> **The task**: Copy the data below word for word, starting at its first line and ending at the line that contains "box: [0, 126, 303, 523]", including that line.

Excerpted data Start Marker

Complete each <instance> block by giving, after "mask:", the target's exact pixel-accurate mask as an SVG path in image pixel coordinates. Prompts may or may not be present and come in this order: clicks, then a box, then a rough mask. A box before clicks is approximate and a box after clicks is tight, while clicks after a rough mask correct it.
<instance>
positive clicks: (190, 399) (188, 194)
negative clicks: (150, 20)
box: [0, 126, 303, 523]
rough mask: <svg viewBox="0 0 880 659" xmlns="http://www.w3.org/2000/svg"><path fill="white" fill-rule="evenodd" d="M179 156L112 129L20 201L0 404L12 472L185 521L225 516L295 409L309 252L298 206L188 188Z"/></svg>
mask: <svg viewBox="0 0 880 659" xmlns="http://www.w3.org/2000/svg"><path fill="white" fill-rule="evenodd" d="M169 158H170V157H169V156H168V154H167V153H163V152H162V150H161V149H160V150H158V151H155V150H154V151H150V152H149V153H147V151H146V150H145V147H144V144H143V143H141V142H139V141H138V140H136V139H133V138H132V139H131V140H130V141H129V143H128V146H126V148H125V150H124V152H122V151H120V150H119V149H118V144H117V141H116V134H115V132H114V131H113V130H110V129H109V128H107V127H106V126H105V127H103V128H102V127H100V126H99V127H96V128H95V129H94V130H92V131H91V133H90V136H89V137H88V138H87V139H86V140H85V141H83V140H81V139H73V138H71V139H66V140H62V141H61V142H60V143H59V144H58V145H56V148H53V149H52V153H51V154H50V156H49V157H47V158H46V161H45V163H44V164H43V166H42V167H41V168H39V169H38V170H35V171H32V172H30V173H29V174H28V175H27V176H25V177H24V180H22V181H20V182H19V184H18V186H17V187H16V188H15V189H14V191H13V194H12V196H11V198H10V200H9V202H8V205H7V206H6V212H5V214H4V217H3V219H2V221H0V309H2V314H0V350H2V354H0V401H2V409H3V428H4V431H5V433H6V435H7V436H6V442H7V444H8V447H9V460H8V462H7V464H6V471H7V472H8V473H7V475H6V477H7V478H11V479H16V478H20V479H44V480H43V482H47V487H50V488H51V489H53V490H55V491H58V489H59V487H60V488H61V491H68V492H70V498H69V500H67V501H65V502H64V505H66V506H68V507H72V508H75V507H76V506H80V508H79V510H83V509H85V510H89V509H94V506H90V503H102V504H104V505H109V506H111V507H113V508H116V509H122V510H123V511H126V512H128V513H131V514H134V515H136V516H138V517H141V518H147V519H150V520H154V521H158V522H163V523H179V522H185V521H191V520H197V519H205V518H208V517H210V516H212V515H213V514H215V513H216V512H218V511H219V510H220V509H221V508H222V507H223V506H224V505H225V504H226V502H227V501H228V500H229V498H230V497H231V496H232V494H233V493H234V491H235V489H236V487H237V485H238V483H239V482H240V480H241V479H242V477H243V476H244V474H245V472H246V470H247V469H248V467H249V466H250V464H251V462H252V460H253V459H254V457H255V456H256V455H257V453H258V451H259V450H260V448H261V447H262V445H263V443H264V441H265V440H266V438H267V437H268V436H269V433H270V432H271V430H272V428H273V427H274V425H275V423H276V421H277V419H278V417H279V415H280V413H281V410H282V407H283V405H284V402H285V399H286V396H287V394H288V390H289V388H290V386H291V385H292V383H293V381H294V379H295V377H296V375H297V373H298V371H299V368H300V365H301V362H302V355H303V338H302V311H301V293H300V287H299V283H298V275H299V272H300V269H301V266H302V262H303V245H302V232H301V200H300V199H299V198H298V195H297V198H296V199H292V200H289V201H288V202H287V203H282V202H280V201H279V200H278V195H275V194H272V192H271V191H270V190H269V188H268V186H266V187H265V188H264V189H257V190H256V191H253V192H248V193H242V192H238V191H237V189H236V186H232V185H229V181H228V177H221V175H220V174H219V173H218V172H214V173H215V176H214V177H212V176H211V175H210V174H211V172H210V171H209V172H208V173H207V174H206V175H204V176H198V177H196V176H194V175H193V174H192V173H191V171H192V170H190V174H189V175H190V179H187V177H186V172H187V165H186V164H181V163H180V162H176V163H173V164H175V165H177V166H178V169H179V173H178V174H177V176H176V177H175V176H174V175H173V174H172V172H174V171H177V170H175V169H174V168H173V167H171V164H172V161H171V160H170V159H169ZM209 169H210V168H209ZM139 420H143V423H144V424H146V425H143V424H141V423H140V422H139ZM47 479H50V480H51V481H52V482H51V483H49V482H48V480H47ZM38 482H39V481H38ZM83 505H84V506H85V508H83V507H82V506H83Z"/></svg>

Excerpted data End Marker

> **Task solution**:
Complete each <instance> block by giving, after "mask:", the target's exact pixel-accurate mask as an SVG path in image pixel coordinates. Prompts may or may not be present and come in this order: clicks, then a box, then a rough mask. A box before clicks is approximate and a box after clicks is tight, while clicks after a rough mask correct it.
<instance>
positive clicks: (190, 399) (188, 194)
negative clicks: (150, 20)
box: [0, 126, 303, 523]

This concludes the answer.